Please copy out all of the material below with "in this photo" changed to "in this image" and nothing else altered, leaving out the pictures.

-- Supplied data start --

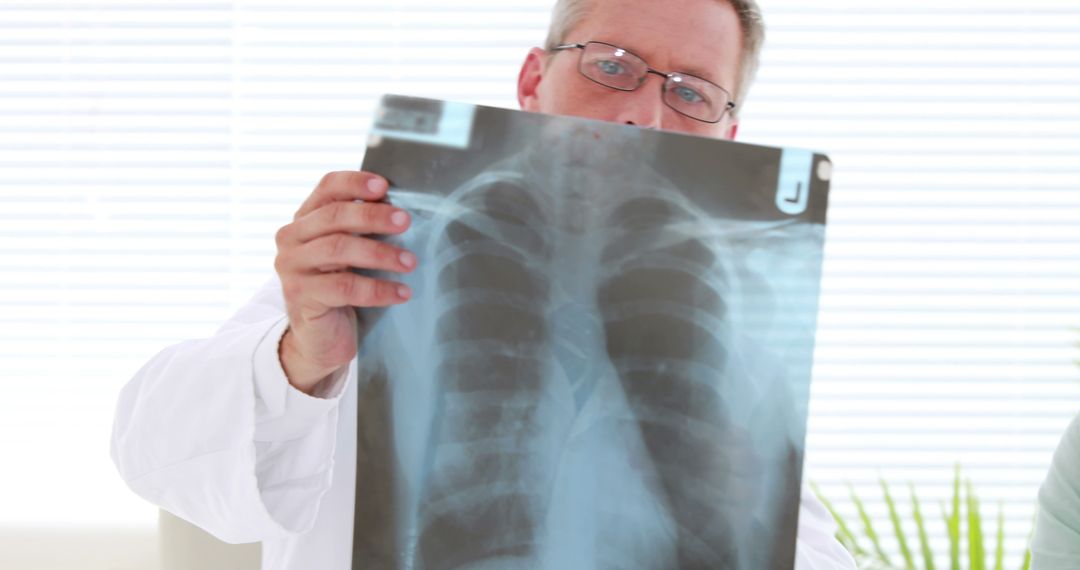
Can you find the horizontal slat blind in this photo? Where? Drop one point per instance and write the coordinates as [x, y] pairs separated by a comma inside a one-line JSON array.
[[149, 150]]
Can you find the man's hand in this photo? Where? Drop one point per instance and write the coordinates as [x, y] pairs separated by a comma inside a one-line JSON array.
[[314, 254]]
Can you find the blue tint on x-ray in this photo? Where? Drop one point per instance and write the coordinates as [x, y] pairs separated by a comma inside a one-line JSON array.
[[606, 360]]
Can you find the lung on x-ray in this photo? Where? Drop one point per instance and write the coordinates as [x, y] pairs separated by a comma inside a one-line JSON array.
[[606, 360]]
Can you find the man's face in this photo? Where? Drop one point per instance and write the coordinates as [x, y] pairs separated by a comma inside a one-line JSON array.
[[697, 37]]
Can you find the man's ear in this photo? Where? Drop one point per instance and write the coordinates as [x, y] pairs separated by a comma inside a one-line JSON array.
[[528, 80]]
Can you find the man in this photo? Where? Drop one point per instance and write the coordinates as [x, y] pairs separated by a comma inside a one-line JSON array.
[[1056, 542], [251, 434]]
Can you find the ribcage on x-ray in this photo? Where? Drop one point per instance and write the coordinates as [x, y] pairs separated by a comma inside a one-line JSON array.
[[591, 405], [489, 478]]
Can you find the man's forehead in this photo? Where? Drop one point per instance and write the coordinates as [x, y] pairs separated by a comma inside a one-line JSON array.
[[688, 38]]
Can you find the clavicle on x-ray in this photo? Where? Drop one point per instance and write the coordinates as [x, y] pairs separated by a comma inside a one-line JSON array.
[[606, 360]]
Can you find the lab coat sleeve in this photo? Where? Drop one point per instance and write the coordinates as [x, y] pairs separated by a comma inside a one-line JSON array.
[[817, 546], [212, 431], [1056, 542]]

-- Supplied data end --

• Exercise answer:
Can you find the horizontal slat blind in this image? Where? Drop one point per instance and write the coordinates as [x, y] pairs separated by a comma inside a one-line JSON array.
[[149, 150]]
Can you find the man's hand in this image? Where? Drop one point per instance and write the coordinates as [x, y] pairs separated by a comma inside a one-line JSON array.
[[314, 254]]
Can you find the blue tint on x-ray in this image? Where? Drop one point per instance and write the coordinates as [x, y] pairs separated by a comma inside a one-line JSON array.
[[606, 360]]
Can you find the lung on x-ray in this image? Where? Drop one point per instance and write the coordinates as [x, y] pairs separated by a comma inside a one-line JSON array.
[[606, 360]]
Can you find the man's face in this image? Where? Drop one point per instance and write the coordinates as [x, y] pairs separated by a comma inside a one-line JSON array.
[[697, 37]]
Can you find the man's ear in this image? Where? Drop one point per instance and write the coordinates as [x, y] pairs separated by a comma inside a one-line JSON array.
[[528, 80]]
Can you find the man in this image? Where? Drop one point per instance and write the coordinates as [x, y] pairs separated by a comma inside a one-line JSON array.
[[1056, 542], [251, 434]]
Can you find the ribcage on x-ray in this image? Where? Drop one point per instance and write the coordinates as [x, y] pairs separated by a comma inside a one-line JSON array.
[[591, 405], [489, 478]]
Can you find the man's forehead in this image? Where? Drop one point per instance and write the coordinates as [x, y] pairs separated by a comma inside a one-line JSON array.
[[688, 38]]
Can you find the clavicle on x-ray in this image? Where? Drop one point per instance and write the coordinates as [x, y] pairs separated by a comma inside a one-line JSON array.
[[606, 360]]
Can you find the lab coat sleeve in this image? Where? Drop one point per instance and write the coordinates as [x, y] pairs separated by a comma inside a one-line JSON array.
[[817, 546], [212, 431], [1056, 542]]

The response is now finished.